TASK PROMPT
Exact repetition of every entry is required.

DATA ROWS
= = = = = = =
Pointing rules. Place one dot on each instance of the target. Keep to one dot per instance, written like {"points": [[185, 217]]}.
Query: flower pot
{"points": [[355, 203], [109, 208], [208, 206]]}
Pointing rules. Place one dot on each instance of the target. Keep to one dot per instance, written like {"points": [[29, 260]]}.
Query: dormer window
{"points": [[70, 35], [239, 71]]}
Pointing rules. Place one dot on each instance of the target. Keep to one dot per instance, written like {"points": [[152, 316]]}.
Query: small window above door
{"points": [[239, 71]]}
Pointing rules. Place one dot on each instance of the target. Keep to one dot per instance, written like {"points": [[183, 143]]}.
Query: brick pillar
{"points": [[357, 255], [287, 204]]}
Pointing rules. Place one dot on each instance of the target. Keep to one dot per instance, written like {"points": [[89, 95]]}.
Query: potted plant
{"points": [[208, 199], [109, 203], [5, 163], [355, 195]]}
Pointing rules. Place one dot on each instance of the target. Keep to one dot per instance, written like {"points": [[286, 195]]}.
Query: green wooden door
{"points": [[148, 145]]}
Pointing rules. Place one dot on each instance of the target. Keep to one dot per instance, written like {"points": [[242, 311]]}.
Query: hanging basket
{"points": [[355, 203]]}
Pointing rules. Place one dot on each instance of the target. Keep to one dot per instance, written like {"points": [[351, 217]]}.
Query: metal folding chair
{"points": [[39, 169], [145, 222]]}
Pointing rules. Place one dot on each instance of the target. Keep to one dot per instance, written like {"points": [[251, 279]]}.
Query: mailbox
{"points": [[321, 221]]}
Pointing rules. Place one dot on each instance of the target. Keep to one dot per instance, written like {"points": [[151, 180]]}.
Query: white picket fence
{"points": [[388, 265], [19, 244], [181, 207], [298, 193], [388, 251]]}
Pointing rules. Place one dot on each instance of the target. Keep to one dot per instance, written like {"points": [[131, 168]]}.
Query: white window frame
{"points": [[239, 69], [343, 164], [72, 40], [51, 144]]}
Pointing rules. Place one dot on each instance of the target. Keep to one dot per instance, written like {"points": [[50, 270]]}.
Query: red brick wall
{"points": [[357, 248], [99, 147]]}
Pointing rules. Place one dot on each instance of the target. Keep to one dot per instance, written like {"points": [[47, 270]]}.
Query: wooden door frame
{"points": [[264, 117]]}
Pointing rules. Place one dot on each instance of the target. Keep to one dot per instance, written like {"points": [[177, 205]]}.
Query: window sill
= = = = = = =
TASK RESULT
Pointing rules. Place one dot on each instance of the target. Keep to one dot per instance, written like {"points": [[185, 217]]}.
Query: flower pot
{"points": [[355, 203], [109, 208], [208, 206]]}
Pointing rules. Place one dot on each instance of the target. Keep to one dot per instance, written like {"points": [[29, 260]]}.
Query: dormer window
{"points": [[70, 35], [239, 71]]}
Pointing rules. Place one dot on each instance of the target. Keep to one dot per instance, written like {"points": [[152, 316]]}.
Query: small window above door
{"points": [[239, 71]]}
Pointing rules. Place one dot on each instance of the target. Keep to one dot per instance, written like {"points": [[183, 143]]}.
Query: brick pillar
{"points": [[357, 255], [287, 204]]}
Pointing rules. Place one dot on each instance of the target. Keep to one dot per instance, written like {"points": [[89, 95]]}.
Query: potted plant
{"points": [[208, 199], [109, 203], [5, 163], [355, 195]]}
Pointing rules. Place one dot on each instance of the target. Keep to one dot per instance, written like {"points": [[286, 195]]}.
Query: green wooden door
{"points": [[148, 145]]}
Pointing rules. Place one dot on each instance of the target. Keep to one dot per instance, written like {"points": [[242, 311]]}.
Query: hanging basket
{"points": [[355, 203]]}
Pointing rules. Place one dot on each instance of the target. Keep to one dot per instance, written like {"points": [[351, 217]]}.
Query: metal folding chair
{"points": [[39, 169], [145, 222]]}
Pointing rules. Place one dot on each instance of the target. Keep to one dot per instance, written like {"points": [[251, 279]]}.
Query: mailbox
{"points": [[321, 221]]}
Pointing rules. Place one dot on each instance of the target. Keep to one dot per instance, written like {"points": [[151, 180]]}.
Query: white picket fence
{"points": [[388, 265], [19, 244], [181, 207], [298, 193], [388, 251]]}
Pointing rules. Place one dot on each instance of the target. Keep to one dot per instance, written like {"points": [[131, 168]]}.
Query: white window frame
{"points": [[239, 69], [343, 164], [72, 40], [51, 144]]}
Pointing rules. Place one dot on each instance of the target. Keep to one dot per instance, written like {"points": [[50, 270]]}.
Query: red brick wall
{"points": [[357, 248], [99, 147]]}
Pointing rules. Place one dot on each instance of the target. Keep to one dot per instance, written like {"points": [[47, 270]]}.
Query: wooden door frame
{"points": [[264, 117]]}
Pointing rules. Place one dot on each instance of the target. Keep to one dot per instance, written like {"points": [[177, 205]]}.
Query: window sill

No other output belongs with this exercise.